### Instruction
Rename "point_to" to "find_points" everywhere it occurs in the rows below, and reproduce the rows with everything else unchanged.

Excerpts from point annotation data
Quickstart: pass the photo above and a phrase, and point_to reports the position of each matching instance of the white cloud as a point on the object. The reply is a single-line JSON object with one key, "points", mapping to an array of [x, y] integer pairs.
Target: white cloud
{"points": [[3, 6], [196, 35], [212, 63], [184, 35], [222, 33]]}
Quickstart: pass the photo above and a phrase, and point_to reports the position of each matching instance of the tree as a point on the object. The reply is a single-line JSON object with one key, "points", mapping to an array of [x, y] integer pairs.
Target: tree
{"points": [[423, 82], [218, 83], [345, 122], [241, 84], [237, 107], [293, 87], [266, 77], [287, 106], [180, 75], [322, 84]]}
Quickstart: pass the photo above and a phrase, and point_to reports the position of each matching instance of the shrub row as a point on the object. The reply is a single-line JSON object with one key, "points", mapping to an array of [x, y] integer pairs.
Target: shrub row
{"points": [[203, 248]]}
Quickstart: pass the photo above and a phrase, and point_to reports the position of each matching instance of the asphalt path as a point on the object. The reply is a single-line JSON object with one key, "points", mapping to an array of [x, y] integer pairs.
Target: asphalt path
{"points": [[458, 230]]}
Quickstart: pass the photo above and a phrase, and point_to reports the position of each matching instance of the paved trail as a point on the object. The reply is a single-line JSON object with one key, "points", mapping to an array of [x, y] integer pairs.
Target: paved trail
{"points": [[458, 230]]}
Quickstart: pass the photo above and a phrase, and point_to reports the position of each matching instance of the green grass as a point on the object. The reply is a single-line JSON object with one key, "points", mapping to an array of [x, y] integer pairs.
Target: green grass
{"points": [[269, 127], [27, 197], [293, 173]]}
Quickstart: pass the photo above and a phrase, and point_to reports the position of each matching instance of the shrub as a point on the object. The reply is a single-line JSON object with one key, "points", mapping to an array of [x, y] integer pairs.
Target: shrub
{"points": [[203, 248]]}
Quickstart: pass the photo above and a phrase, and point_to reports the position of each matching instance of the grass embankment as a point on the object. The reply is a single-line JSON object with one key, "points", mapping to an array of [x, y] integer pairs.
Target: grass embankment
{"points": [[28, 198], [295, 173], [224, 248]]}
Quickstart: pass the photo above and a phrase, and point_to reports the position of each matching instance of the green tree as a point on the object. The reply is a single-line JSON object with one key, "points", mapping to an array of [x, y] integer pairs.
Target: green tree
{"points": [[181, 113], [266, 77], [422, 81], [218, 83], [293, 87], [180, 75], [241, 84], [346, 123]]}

### Output below
Quickstart: pass the photo above and a phrase, and find_points reports the position of each matching instance of the white cloud as a point on the object. The reply is a single-line JSON object with one key, "points", mapping to an array of [x, y] integer pairs.
Target: white cloud
{"points": [[3, 6], [196, 35], [212, 63], [184, 35], [222, 33]]}
Quickstart: pass the photo above and a phrase, and find_points reports the position of each matching instance of the tree as a point on the object. The reply is a single-line JSON object with one key, "points", mapping to an array of [x, y] integer pairs.
Target: tree
{"points": [[423, 82], [218, 83], [345, 122], [241, 84], [237, 107], [293, 87], [266, 77], [287, 106], [180, 75], [322, 84]]}
Quickstart: pass the photo above and a phrase, and find_points reports the position of each matching instance of the shrub row as a point on the object. The reply is a single-line JSON object with one key, "points", mapping to an array of [x, y] integer pairs.
Target: shrub row
{"points": [[203, 248]]}
Quickstart: pass the photo above and a phrase, and find_points reports the position of each matching instance of the asphalt path as a point on the object. The reply is a single-line JSON object with one key, "points", mapping to an array of [x, y] integer pairs.
Target: asphalt path
{"points": [[458, 230]]}
Quickstart: pass the photo above and a phrase, and find_points reports the position of each matching instance of the paved trail as a point on the object. The reply is a single-line JSON object with one key, "points", mapping to an array of [x, y] integer pairs.
Target: paved trail
{"points": [[458, 230]]}
Quickstart: pass the photo above and a phrase, and find_points reports the position of each matching instance of the green grass as a point on the object. The reply is a single-line JSON object with one key, "points", mapping to an array of [x, y] integer pairs.
Target: green grass
{"points": [[269, 127], [27, 197], [293, 173]]}
Quickstart: pass the photo above and a phrase, and find_points reports the position of each matching instance of the shrub as a point on the object. The reply is a single-line JSON object with one key, "points", mapping to an array of [x, y] integer pairs.
Target: shrub
{"points": [[203, 248]]}
Quickstart: pass the photo above and a phrase, and find_points reports the position of each matching instance of the grass embankment as a point on the object. The reply is a single-line JSON object with one key, "points", mapping to an array of [x, y] integer pairs.
Target: grass embankment
{"points": [[28, 198], [295, 173], [224, 248]]}
Quickstart: pass the photo above and a phrase, and find_points reports the position of each matching instance of the green tree as a point on the object. The reply is a single-line JSON object with one key, "points", mapping to an array of [x, y] integer pairs.
Target: green tree
{"points": [[181, 113], [266, 77], [422, 81], [218, 83], [293, 87], [180, 75], [241, 84], [346, 123]]}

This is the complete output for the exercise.